**Document excerpt:**
+ + + + +

Which is to say, English spelling is definitely messed up. But it's not some insane thing that lacks any hint of sanity that some people try to portray it as.



This article feels to me as it was written in bad faith, trying and failing to prove a point, but then positing the point was proved.

The author happily start the article by submitting:

>The purpose of this page is to describe [...] the rules that tell you how to pronounce a written word correctly over 85% of the time.

but then they quietly show that with their whole page of rules, the reader will not actually pronounce 85% of the words correctly as they just claimed, but actually less than 60%. By arbitrarily deciding that a number of errors can be considered small, the author bumps the number of "correctly pronounced words" to 85%.

Are we talking about 85% of the whole language? No, just 5000 words. Even if they are the most frequent in the written language, they would still only account for around 95% of all the words.

The author position is:

- people complain about the English spelling all the time, saying it's horrible

- the English spelling is actually pretty systematic and this page will explain the rules to understand it

- when you will have mastered these rules, you will pronounce half of the words perfectly - for extremely common words such as "give", "get", "real", "very", "put", "half" you are still SOL

- the english spelling is not so horrible after all: as a perfect student you will only butcher more than 1 word every 10 spoken

To me, the author has proved the point he was trying to disprove.

+ + + + +

**Challenge 1:** Which lines of the records contain the string "Target"? Identify and copy each one, treating uppercase and lowercase as different.
These records are unrelated to the comment on English spelling.

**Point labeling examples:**
+ + + + +

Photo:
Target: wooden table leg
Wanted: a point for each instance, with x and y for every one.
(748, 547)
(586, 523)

+ + + + +

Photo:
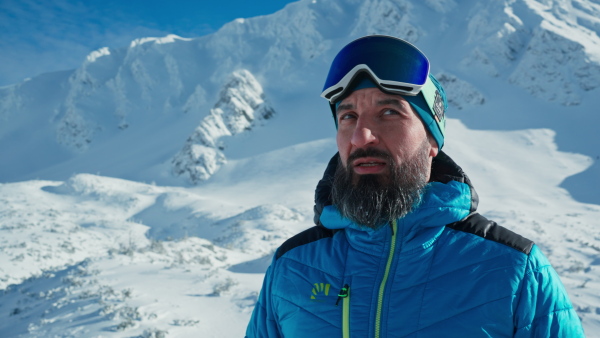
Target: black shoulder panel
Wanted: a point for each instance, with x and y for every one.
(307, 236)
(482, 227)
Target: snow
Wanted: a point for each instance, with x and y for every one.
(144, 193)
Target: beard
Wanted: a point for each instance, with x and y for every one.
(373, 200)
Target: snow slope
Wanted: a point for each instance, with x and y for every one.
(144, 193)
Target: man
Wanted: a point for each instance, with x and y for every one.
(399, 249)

+ + + + +

**Challenge 2:** How would you render this sentence from the comment on English spelling in Spanish: "To me, the author has proved the point he was trying to disprove."

**Correct answer 1:**
Target: wooden table leg
Target: black shoulder panel
Target: snow
Target: beard
Target: snow slope
Target: man

**Correct answer 2:** Para mí, el autor ha demostrado la idea que intentaba refutar.